» **Texte fourni**:
────

Le déjeuner au sommet du 26 août 2022 à Alger (photo Ludovic Marin/Pool/AFP).
On y reconnaît, à la gauche d’Emmanuel Macron, le général d’armée Thierry Burkhard, chef d’état-major de l’armée française ; et à sa droite, Sébastien Lecornu, ministre des Armées, et Bernard Émié, directeur de la Direction générale de la sécurité extérieure (DGSE, le contre-espionnage français). Côté algérien, le président Abdelmadjid Tebboune était significativement encadré par quatre galonnés : à sa gauche, le général-major M’henna Djebbar, directeur depuis décembre 2021 de la Direction générale de la lutte contre la subversion, et le général-major Abdelghani Rachedi (hors cadre de la photo de l’AFP[1]), directeur de la Direction générale de la documentation et de la sécurité extérieure (DGDSE) ; à sa droite, le général d’armée Saïd Chengriha, chef d’état-major de l’Armée nationale populaire (ANP), et le général-major Djamel Kehal Medjdoub, directeur de la Direction générale de la documentation et de la sécurité intérieure (DGDSI).
Extraordinaire, la photo de cette rencontre l’est à un double titre. C’était la première fois que les chefs militaires du régime algérien se donnaient ainsi à voir aux côtés du « président marionnette » dont ils tirent les fils. Et, surtout, c’était la première fois que les dirigeants français reconnaissaient ainsi officiellement la « double nature » de ce régime, en place depuis plus de quarante ans : d’un côté une façade civile, incarnée actuellement par le président Tebboune (« élu » en décembre 2019 avec au moins 85 % d’abstentions[2]), de l’autre le pouvoir réel, exercé par les chefs de l’armée (ANP) et de la police politique (hier Sécurité militaire puis Département de renseignement et de sécurité, aujourd’hui structurée en différents services moins visibles, mais toujours au cœur du pouvoir).
Du coup, le président français et ses chefs militaires ont révélé ainsi au grand jour les liens de complicité unissant de longue date les élites françaises et la coupole militaro-mafieuse qui a confisqué le pouvoir en Algérie depuis des décennies[3]. Et ils ne peuvent plus désormais prétendre ignorer que leurs commensaux du 26 août étaient les héritiers directs des généraux chefs de cette coupole qui, trente ans plus tôt, avaient fomenté en janvier 1992 le coup d’État ayant ouvert la terrible « décennie noire » de guerre contre les civils[4]. Cela d’autant plus qu’au moins deux des généraux ayant partagé ce fameux déjeuner ont été des protagonistes actifs de cette « sale guerre », responsables directs de crimes de guerre et de crime contre l’humanité, comme cela est attesté par de solides témoignages.

────

Extraits d'un jeu de données d'annotation de localisation
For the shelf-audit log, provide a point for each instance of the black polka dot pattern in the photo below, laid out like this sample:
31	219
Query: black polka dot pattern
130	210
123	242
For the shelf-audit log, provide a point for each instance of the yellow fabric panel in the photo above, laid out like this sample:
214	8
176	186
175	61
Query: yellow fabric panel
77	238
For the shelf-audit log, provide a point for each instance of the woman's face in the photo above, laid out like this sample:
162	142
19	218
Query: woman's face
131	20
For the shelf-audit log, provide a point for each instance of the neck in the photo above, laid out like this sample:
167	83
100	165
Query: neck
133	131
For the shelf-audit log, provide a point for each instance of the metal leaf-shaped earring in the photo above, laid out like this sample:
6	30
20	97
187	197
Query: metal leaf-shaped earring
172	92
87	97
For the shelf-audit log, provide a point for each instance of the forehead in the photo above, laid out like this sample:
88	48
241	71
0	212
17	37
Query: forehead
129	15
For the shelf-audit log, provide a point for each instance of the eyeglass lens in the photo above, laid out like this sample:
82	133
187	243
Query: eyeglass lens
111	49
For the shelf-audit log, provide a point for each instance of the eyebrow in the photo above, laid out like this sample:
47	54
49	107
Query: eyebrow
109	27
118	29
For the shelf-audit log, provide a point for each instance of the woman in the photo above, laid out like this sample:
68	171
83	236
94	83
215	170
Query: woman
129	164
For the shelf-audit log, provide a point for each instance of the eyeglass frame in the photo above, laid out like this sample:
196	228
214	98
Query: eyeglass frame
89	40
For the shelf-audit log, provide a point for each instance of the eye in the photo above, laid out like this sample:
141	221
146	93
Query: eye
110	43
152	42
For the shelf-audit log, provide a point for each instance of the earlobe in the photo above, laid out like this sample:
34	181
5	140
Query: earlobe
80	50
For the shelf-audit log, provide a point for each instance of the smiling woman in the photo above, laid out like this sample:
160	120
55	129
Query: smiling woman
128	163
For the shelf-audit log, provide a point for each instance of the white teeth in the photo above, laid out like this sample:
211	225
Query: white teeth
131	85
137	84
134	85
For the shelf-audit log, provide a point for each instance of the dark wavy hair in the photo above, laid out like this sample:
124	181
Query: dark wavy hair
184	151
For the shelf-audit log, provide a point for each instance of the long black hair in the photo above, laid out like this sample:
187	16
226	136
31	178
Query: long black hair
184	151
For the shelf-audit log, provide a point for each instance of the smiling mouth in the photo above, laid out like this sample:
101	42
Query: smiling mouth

────

» **Ce que vous ferez**:
#1 Dans le texte fourni, quelle fonction occupe Sébastien Lecornu ?
#2 Renvoyez chaque ligne des rangées qui contient le mot « eyebrow ».

» **Réponses**:
#1 Il est ministre des Armées.

#2
For the shelf-audit log, provide a point for each instance of the eyebrow in the photo above, laid out like this sample:
Query: eyebrow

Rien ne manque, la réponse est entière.